-- START OF Dataset rows --
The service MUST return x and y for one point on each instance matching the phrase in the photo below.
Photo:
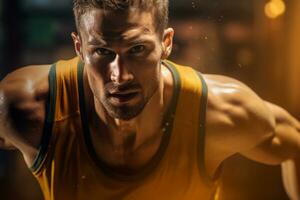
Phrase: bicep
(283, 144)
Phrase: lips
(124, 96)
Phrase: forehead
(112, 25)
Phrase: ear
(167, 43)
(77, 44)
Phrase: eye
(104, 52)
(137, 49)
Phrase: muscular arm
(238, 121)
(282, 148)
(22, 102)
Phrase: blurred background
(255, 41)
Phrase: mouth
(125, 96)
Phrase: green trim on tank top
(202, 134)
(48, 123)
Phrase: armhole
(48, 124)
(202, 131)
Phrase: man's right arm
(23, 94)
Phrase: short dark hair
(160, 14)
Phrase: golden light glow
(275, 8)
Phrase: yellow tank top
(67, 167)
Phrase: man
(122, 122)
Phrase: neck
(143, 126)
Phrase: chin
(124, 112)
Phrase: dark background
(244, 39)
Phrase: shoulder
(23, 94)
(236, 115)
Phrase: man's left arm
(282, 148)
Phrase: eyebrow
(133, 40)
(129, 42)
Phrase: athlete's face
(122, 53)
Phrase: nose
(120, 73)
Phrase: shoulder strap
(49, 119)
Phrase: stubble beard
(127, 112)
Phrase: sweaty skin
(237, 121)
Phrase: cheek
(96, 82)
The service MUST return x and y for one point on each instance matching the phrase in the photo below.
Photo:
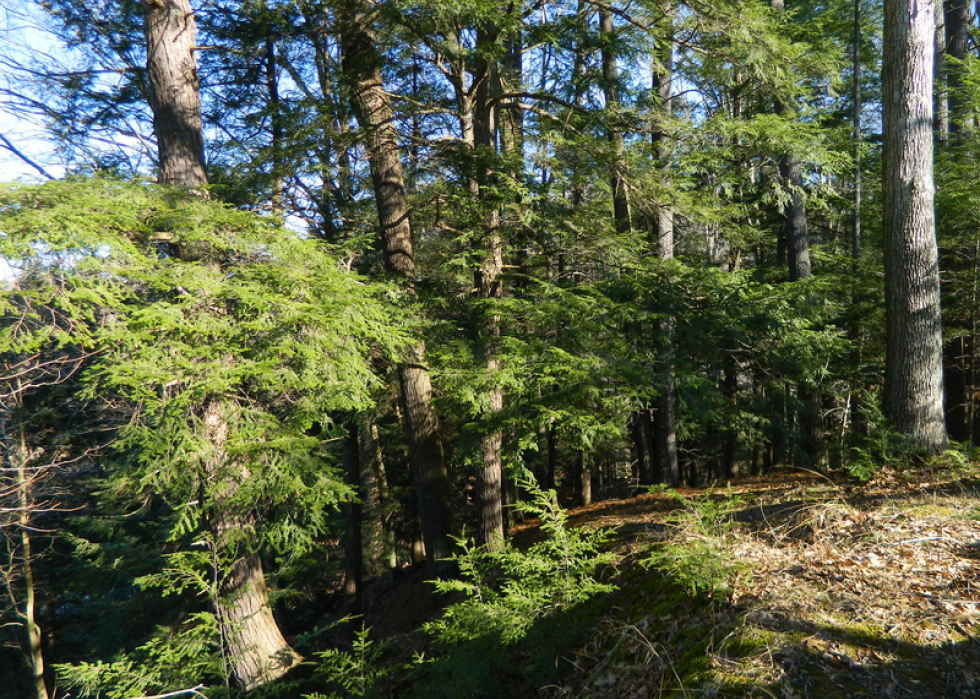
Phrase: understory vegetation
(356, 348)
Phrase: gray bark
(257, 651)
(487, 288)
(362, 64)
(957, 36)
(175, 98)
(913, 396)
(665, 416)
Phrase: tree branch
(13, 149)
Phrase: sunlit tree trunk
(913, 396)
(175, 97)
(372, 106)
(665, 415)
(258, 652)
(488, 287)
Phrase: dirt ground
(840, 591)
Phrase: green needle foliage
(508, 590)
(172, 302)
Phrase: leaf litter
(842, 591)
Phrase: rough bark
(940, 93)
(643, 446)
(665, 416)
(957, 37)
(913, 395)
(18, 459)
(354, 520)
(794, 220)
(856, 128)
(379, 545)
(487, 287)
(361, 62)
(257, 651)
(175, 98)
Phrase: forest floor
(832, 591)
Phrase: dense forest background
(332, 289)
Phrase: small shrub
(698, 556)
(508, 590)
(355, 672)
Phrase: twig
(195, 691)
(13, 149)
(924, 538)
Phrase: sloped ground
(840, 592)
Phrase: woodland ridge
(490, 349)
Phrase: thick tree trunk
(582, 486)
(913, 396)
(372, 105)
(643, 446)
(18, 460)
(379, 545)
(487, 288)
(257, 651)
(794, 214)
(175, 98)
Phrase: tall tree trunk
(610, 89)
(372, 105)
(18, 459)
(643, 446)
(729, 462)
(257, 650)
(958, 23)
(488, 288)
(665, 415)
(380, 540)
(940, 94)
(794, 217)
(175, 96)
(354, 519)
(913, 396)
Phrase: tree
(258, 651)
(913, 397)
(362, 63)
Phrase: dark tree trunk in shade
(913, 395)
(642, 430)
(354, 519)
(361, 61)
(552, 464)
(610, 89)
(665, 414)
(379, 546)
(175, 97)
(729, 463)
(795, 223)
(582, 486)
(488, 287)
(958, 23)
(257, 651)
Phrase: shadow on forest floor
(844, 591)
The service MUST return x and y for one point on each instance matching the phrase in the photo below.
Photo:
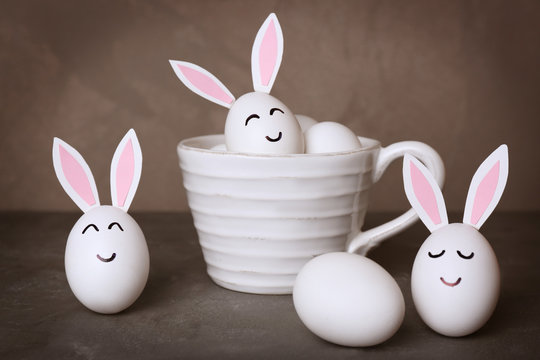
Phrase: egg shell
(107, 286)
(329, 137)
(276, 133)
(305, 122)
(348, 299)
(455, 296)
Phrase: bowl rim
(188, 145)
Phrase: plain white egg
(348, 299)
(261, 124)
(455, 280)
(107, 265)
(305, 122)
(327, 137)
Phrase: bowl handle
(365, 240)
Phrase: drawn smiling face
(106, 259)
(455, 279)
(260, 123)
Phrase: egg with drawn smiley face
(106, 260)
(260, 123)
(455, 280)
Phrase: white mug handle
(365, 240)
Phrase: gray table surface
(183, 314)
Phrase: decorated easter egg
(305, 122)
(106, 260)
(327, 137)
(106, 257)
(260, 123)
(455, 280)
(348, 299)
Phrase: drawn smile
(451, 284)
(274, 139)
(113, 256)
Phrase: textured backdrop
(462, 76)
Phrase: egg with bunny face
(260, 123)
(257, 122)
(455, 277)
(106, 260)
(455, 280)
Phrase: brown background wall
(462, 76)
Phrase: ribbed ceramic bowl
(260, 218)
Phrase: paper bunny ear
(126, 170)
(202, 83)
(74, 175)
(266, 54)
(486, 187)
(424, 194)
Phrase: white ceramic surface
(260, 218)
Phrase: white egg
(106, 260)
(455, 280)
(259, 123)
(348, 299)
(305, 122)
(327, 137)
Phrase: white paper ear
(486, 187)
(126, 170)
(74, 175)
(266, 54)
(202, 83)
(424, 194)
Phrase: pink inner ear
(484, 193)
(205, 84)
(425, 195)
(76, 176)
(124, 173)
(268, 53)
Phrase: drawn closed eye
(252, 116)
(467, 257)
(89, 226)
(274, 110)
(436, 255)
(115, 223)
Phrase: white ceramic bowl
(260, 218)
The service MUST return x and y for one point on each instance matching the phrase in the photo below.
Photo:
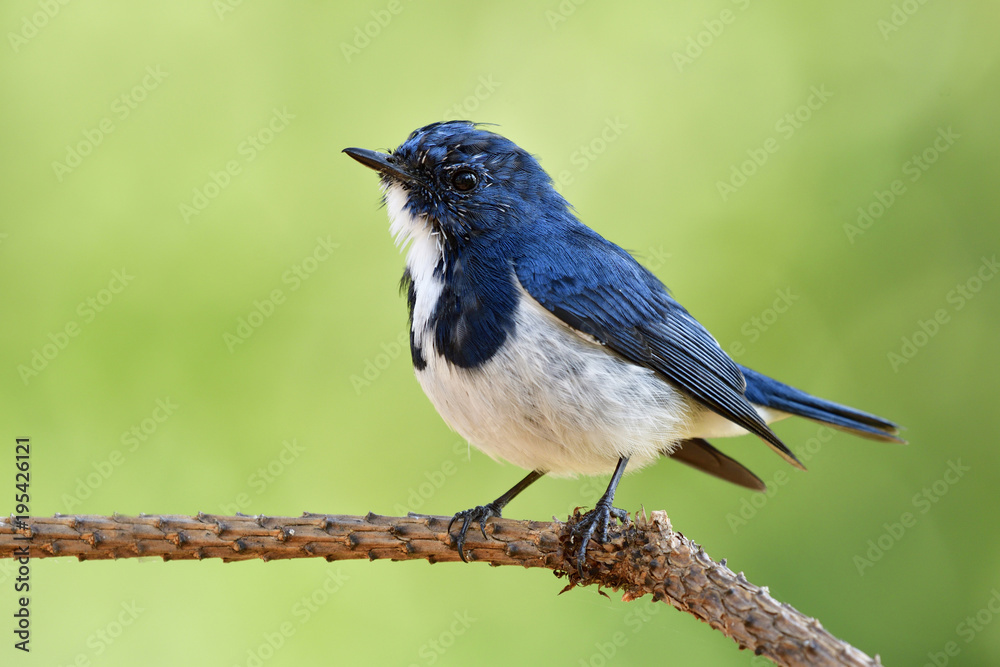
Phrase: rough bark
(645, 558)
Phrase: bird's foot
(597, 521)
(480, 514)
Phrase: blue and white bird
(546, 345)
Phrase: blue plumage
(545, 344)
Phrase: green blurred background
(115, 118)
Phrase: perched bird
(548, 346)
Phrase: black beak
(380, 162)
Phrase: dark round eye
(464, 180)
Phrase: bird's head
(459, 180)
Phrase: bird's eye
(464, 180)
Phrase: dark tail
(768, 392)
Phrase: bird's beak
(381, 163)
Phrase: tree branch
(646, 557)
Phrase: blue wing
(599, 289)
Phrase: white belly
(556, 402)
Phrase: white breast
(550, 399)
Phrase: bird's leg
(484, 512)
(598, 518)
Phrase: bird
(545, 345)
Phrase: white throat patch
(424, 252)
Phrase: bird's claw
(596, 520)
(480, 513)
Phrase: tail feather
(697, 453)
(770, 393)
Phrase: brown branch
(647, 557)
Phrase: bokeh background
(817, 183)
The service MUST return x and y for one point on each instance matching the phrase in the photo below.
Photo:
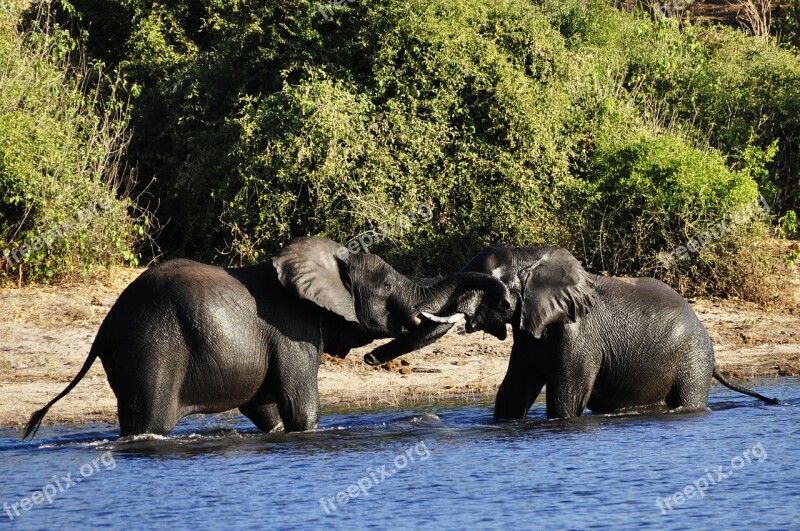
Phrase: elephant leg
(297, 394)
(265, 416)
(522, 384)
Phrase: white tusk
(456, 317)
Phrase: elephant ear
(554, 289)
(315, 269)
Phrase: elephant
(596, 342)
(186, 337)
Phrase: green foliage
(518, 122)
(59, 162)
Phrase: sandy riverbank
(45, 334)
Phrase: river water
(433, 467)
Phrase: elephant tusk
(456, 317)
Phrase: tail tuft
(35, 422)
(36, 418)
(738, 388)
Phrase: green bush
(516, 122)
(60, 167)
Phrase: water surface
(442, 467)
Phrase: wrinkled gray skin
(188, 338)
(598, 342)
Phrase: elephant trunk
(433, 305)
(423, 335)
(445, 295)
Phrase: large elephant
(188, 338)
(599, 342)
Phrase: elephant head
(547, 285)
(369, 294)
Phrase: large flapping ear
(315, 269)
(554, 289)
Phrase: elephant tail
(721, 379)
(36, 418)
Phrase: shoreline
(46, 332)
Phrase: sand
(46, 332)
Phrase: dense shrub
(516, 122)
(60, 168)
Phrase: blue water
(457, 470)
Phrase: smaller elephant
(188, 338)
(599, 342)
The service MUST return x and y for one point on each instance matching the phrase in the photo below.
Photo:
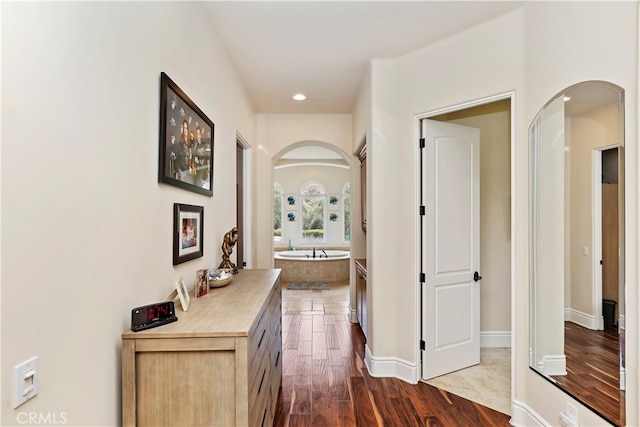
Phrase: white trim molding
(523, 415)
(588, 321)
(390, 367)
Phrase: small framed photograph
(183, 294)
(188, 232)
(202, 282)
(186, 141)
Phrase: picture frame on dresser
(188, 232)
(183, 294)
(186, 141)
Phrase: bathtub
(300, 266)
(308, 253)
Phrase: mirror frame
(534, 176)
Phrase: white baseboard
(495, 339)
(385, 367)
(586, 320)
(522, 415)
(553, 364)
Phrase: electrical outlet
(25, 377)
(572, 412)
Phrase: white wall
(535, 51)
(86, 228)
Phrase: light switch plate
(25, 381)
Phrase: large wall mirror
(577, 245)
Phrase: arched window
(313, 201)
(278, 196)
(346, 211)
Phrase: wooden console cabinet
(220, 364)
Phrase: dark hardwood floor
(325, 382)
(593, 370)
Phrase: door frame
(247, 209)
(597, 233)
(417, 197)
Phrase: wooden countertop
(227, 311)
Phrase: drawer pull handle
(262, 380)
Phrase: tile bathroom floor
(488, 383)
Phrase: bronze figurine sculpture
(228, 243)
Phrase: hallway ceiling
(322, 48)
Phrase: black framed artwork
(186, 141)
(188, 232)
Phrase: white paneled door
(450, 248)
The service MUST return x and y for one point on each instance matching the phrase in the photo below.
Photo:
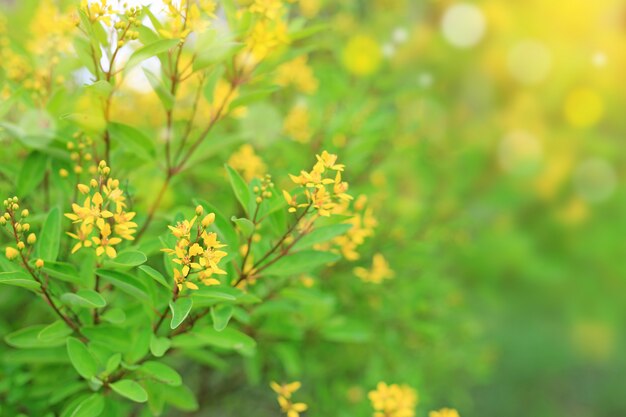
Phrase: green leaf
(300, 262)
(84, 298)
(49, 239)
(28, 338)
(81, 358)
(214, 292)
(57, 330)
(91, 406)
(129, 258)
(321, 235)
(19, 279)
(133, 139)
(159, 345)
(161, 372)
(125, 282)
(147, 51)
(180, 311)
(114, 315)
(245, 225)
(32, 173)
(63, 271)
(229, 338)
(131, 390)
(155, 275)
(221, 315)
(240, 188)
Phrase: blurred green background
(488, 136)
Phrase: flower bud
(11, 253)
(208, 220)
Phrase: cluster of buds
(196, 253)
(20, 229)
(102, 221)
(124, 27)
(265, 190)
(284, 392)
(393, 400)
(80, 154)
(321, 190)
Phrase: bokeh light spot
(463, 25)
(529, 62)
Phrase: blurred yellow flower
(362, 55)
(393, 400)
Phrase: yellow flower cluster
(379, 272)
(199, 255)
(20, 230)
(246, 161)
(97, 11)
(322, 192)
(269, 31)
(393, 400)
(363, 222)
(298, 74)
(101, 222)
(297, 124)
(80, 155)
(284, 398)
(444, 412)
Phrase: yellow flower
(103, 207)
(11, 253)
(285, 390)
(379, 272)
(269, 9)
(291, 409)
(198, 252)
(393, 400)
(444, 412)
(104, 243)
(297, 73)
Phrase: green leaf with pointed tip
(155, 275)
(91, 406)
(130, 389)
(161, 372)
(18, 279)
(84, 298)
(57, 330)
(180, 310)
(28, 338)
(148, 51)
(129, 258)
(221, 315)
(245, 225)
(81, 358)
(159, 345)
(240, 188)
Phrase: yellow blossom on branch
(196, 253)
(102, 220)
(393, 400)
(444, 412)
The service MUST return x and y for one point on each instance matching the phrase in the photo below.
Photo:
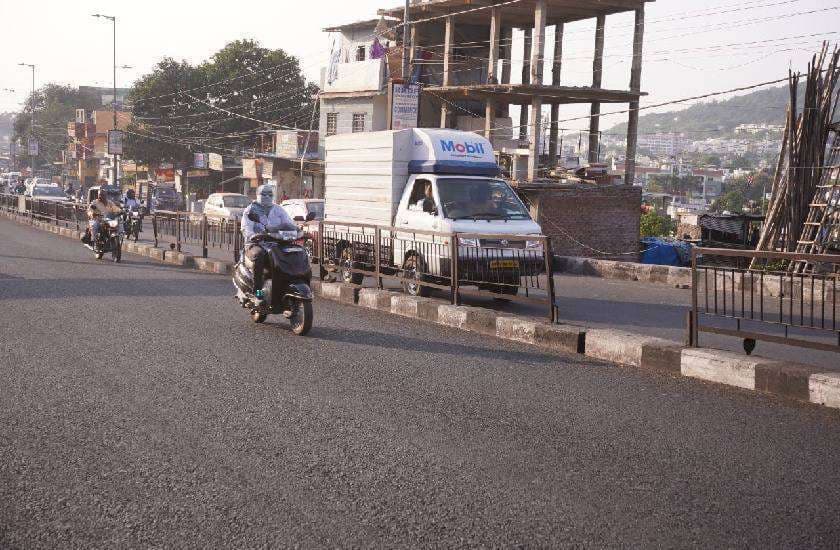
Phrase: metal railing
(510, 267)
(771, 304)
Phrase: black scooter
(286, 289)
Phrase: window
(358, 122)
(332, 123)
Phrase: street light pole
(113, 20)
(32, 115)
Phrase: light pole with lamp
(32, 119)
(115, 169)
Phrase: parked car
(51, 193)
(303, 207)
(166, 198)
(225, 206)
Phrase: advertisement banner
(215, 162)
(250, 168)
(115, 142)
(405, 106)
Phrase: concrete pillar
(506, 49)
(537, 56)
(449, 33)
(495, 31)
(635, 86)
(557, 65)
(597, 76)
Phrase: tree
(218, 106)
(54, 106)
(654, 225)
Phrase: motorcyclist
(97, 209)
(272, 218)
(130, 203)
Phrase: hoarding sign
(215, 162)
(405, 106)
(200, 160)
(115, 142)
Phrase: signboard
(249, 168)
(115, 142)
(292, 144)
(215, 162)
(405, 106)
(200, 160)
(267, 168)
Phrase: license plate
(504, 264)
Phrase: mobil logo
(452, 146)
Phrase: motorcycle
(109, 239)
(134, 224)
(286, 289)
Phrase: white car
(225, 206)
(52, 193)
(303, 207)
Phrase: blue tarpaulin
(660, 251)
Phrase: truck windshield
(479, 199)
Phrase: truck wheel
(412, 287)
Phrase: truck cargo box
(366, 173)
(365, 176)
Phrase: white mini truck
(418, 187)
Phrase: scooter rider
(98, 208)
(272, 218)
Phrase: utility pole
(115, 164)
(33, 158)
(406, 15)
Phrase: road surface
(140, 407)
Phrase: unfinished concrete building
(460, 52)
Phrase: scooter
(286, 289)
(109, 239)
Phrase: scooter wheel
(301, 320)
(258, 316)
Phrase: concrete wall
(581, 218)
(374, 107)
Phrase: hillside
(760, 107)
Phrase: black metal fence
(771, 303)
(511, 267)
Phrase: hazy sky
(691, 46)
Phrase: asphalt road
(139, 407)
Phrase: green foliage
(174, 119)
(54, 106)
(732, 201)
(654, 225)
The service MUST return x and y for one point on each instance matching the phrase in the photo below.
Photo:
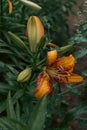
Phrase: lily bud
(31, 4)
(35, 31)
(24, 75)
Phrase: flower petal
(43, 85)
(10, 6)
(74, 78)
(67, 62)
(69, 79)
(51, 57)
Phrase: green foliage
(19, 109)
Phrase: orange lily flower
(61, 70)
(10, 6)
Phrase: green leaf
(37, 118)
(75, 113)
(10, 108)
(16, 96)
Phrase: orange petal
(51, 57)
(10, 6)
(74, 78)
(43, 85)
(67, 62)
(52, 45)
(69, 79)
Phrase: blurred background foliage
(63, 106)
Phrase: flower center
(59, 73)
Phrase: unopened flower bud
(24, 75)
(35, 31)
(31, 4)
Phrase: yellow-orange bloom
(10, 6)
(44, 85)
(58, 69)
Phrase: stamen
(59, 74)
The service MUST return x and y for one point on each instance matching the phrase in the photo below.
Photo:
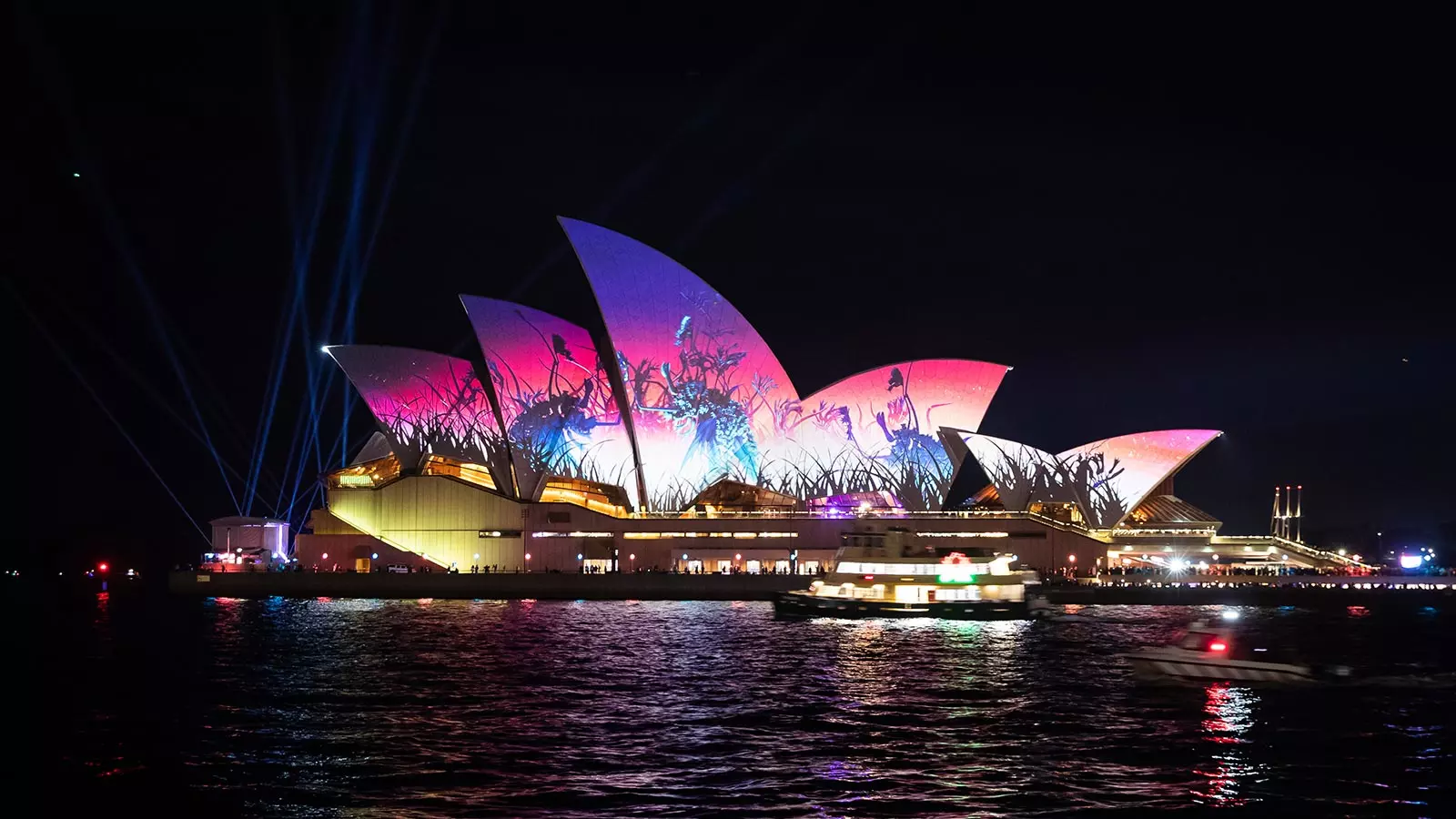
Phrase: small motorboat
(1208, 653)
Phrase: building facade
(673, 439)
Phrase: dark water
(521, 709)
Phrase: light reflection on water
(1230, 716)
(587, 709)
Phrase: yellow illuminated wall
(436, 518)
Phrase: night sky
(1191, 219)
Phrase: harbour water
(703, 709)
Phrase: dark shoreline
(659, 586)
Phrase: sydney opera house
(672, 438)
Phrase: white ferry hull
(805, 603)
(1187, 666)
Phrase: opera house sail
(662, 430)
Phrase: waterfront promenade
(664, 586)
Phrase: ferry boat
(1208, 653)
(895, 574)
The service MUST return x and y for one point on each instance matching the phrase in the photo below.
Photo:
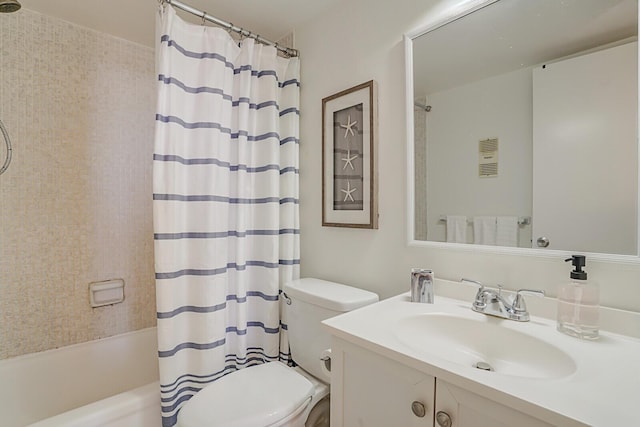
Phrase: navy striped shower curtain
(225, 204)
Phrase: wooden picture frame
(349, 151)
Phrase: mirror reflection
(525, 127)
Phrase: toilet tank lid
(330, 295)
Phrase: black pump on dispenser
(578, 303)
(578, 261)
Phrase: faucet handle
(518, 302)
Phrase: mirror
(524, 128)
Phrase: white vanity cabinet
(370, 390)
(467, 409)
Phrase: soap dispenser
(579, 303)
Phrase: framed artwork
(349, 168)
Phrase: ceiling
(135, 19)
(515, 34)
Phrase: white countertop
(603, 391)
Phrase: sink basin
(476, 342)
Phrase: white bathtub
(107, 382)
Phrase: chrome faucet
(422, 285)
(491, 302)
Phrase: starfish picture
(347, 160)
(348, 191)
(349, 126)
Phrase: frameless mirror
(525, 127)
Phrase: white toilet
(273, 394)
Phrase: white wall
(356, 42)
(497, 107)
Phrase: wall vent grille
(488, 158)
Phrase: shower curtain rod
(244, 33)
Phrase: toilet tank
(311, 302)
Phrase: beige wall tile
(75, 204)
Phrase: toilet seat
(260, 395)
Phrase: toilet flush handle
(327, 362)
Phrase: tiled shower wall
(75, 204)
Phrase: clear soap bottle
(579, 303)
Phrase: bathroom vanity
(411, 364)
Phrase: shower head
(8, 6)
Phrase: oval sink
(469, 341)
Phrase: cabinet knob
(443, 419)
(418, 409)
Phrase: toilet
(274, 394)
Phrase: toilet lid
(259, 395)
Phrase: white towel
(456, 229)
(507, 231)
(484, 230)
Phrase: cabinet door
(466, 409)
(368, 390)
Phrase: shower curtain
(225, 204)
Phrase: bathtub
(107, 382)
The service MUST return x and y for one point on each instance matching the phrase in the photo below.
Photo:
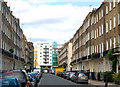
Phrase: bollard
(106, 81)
-- END OF Dataset rows --
[Task details] Using the records above, extract exactly and only the lines from the one with "Phrase: toilet tank lid" through the final line, inclusive, leaving out pictures.

[Exercise response]
Phrase: toilet tank lid
(330, 295)
Phrase: black pump on dispenser
(578, 303)
(578, 261)
Phrase: faucet handle
(518, 302)
Phrase: mirror
(524, 128)
Phrase: white vanity cabinet
(370, 390)
(467, 409)
Phrase: soap dispenser
(579, 303)
Phrase: framed artwork
(349, 168)
Phrase: ceiling
(135, 19)
(515, 34)
Phrase: white countertop
(603, 391)
Phrase: sink basin
(476, 342)
Phrase: white bathtub
(107, 382)
Phrase: chrome faucet
(422, 285)
(491, 302)
Phrase: starfish picture
(347, 160)
(348, 191)
(349, 126)
Phrase: frameless mirror
(525, 127)
Phrase: white toilet
(273, 394)
Phrase: white wall
(356, 42)
(497, 107)
Phrase: wall vent grille
(488, 158)
Phrase: shower curtain rod
(244, 33)
Phrase: toilet tank
(311, 302)
Phrase: beige wall tile
(75, 204)
Phrase: toilet seat
(260, 395)
Phrase: toilet flush handle
(327, 362)
Phrase: tiled shower wall
(75, 204)
Phrase: clear soap bottle
(579, 303)
Phrase: bathroom vanity
(411, 364)
Phrase: shower head
(8, 6)
Phrase: oval sink
(469, 341)
Phrase: cabinet knob
(443, 419)
(418, 409)
Phrase: toilet
(274, 394)
Phrase: toilet lid
(259, 395)
Phrase: white towel
(456, 229)
(507, 231)
(484, 230)
Phrase: cabinet door
(466, 409)
(368, 390)
Phrase: shower curtain
(225, 204)
Phrase: bathtub
(107, 382)
The service MUST return x and y for one point on each instance matching the phrase in the photo below.
Photo:
Phrase: bollard
(106, 81)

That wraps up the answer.